[Location identification items]
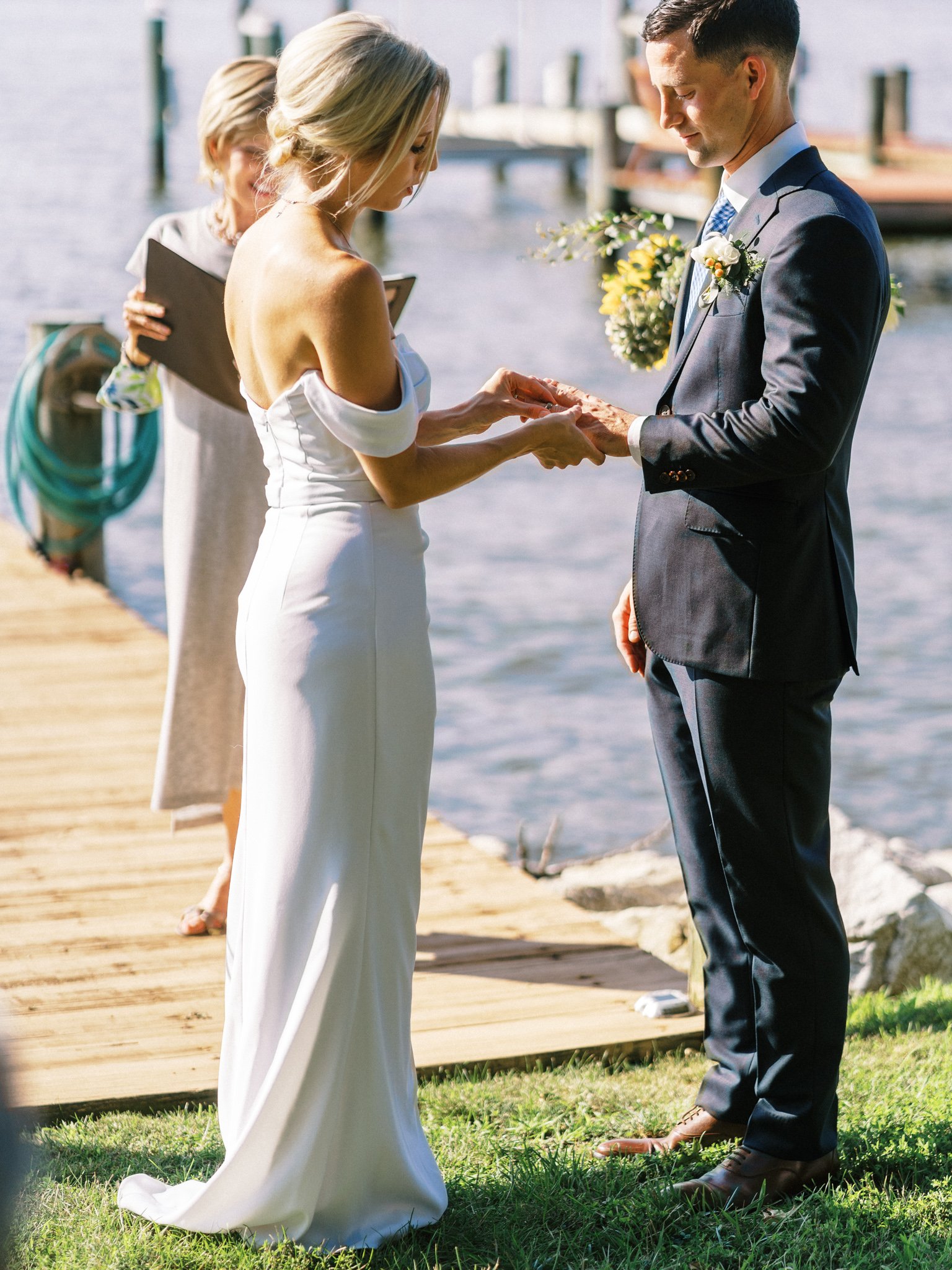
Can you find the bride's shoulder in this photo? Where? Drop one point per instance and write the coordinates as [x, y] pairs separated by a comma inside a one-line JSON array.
[[345, 286]]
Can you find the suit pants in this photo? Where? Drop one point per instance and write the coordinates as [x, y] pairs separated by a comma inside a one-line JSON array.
[[747, 771]]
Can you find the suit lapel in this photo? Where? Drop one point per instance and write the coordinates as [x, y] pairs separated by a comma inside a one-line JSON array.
[[684, 291], [749, 223]]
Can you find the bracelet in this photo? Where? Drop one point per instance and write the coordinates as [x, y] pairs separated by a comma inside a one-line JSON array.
[[127, 361]]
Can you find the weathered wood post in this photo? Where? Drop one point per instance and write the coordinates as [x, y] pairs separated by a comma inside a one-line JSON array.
[[560, 91], [603, 159], [71, 425], [490, 78], [878, 117], [157, 94], [696, 970], [896, 122], [490, 87], [260, 36]]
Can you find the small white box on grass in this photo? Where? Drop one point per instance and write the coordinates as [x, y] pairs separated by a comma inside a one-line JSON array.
[[659, 1005]]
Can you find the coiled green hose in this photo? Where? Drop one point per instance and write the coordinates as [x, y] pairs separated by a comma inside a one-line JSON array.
[[74, 493]]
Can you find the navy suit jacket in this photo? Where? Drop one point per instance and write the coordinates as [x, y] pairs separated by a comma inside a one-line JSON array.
[[743, 546]]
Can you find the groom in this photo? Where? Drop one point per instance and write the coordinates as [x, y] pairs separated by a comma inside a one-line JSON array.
[[742, 614]]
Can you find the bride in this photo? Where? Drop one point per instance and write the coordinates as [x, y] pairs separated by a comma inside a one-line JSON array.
[[318, 1091]]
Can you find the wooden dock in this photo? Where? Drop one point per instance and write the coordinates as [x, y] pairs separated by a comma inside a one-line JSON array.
[[111, 1009], [909, 189]]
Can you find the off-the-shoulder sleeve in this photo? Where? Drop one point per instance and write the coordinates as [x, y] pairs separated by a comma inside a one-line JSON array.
[[377, 433]]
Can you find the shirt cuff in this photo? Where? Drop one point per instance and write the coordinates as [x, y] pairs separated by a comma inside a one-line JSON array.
[[635, 437]]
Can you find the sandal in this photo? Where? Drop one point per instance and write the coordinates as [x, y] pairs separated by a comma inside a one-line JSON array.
[[213, 921]]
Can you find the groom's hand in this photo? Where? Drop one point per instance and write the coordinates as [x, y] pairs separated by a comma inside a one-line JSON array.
[[627, 638], [606, 426]]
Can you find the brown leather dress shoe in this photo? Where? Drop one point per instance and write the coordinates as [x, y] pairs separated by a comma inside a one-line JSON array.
[[747, 1174], [696, 1128]]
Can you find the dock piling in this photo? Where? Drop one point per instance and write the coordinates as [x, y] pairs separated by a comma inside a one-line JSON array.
[[71, 425], [896, 111], [603, 159], [878, 117], [490, 78], [259, 35], [157, 82]]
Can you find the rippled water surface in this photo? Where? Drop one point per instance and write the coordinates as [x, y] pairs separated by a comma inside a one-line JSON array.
[[537, 714]]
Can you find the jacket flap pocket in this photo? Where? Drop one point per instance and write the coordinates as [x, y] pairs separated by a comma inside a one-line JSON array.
[[702, 518]]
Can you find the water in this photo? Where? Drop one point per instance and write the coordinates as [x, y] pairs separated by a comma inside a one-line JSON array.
[[537, 714]]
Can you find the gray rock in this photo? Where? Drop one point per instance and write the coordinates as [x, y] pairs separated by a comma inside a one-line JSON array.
[[660, 930], [897, 934], [922, 865], [896, 905]]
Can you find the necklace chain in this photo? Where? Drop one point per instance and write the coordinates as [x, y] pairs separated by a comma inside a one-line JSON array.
[[220, 226], [301, 202]]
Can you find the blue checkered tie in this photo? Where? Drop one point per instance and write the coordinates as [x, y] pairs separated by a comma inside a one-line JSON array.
[[718, 223]]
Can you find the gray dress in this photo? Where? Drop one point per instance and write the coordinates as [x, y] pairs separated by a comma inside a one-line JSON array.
[[213, 518]]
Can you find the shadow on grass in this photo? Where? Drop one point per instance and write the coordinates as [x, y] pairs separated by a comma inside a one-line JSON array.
[[558, 1210], [544, 1210], [86, 1163]]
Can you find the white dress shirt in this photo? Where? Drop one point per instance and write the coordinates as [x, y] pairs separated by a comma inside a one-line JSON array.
[[739, 189]]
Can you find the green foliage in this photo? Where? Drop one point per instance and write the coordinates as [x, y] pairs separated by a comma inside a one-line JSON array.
[[526, 1193], [927, 1008], [641, 295]]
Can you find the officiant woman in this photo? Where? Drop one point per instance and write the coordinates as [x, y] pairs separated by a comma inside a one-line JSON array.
[[214, 506]]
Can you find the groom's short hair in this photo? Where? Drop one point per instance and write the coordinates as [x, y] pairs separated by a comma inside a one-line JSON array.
[[726, 31]]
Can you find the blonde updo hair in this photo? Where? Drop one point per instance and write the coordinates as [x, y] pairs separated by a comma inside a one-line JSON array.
[[351, 88], [235, 107]]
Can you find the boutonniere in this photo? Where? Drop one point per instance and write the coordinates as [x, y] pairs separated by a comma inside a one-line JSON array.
[[731, 263]]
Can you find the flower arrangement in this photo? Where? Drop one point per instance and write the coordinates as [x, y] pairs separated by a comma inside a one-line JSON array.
[[641, 295], [731, 263]]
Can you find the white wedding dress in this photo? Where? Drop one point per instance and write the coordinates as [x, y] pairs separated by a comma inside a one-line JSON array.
[[316, 1089]]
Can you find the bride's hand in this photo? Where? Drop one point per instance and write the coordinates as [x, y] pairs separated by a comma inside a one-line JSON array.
[[505, 394], [558, 441]]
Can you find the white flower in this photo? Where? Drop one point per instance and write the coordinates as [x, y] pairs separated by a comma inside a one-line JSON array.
[[719, 249]]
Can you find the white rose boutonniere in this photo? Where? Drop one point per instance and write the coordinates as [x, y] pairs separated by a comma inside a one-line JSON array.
[[731, 263]]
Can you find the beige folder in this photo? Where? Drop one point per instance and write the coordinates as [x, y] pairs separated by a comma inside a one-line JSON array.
[[198, 349]]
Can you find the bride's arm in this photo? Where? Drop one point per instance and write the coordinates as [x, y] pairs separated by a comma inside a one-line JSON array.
[[503, 395]]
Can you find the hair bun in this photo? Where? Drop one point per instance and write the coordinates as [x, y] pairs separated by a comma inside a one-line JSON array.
[[282, 150]]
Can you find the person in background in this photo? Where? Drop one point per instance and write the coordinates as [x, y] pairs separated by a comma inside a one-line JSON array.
[[215, 502]]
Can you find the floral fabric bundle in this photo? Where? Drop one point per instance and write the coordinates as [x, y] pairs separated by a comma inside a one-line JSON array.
[[133, 389]]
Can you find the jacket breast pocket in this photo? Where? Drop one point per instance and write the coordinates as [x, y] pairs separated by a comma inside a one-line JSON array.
[[730, 305]]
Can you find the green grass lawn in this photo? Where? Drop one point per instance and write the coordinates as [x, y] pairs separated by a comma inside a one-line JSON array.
[[524, 1192]]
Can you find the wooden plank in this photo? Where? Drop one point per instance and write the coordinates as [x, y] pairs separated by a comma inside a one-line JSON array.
[[112, 1009]]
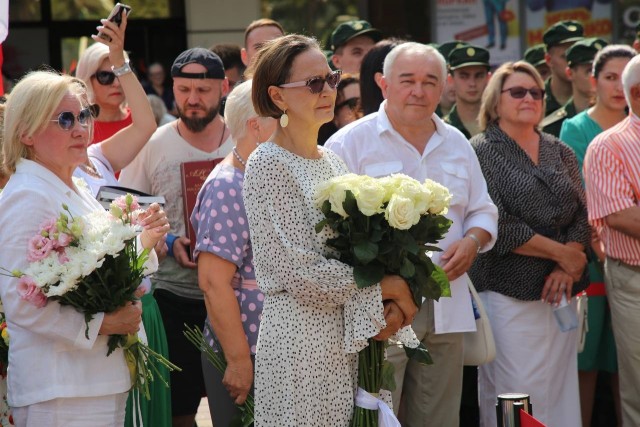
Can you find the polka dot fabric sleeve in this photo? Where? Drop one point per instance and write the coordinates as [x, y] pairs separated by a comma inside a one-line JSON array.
[[219, 218]]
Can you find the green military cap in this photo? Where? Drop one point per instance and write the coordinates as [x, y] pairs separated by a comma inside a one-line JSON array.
[[446, 47], [563, 32], [535, 55], [467, 56], [583, 51], [351, 29]]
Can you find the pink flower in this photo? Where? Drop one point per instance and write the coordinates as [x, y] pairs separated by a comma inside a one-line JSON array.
[[39, 248], [62, 255], [30, 292]]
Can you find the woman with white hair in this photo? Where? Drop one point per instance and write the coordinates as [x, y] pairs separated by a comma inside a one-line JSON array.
[[225, 260]]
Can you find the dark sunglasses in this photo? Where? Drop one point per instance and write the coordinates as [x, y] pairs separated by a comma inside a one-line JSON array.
[[66, 120], [316, 84], [352, 103], [519, 92], [105, 78]]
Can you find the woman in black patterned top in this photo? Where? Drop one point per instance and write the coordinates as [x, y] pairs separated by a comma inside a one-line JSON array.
[[539, 257]]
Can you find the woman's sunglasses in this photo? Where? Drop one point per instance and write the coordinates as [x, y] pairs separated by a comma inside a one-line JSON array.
[[352, 103], [66, 120], [316, 84], [519, 92], [105, 78]]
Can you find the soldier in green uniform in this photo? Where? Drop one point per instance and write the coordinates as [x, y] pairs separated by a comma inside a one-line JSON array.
[[448, 97], [469, 75], [558, 38], [535, 56], [579, 60]]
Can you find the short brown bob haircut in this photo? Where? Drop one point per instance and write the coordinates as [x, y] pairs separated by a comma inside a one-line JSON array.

• WORK REQUIRED
Please retype the data word for word, beginning at the line that contains "Can you find the off-the-shoulder" and stopping after the line that contains "[[747, 1174], [696, 1128]]".

• EXERCISE OUTPUT
Can you find the off-the-shoulder sleeve in this photo? Where? Drop one point per instance and write the coordinates as [x, y] pairs separated by a comma inside a one-line JSON array.
[[377, 433]]
Can you find the shirt cuff in this photo? Where? Drop one point per instance and write the coordinates as [x, y] pairs separated by a comma inside a one-line JSON array.
[[635, 437]]
Can you find the sandal in this photo? Where? Drop one point per instance and write the coordinates as [x, y] pairs separated by a comma inside a one-line JSON array.
[[213, 921]]
Can you find the groom's hand in this photo? Where? Drop one point per instance and write the coordinates as [x, y] pairs separated by a comma inside a one-line JSON array.
[[627, 638], [606, 426]]
Can you find the brown leather dress shoe in this photo? Where? Drop one point per instance and write the coordinates as [x, y] pairs separated by a comma inside a one-line JSON array.
[[747, 1174], [696, 1128]]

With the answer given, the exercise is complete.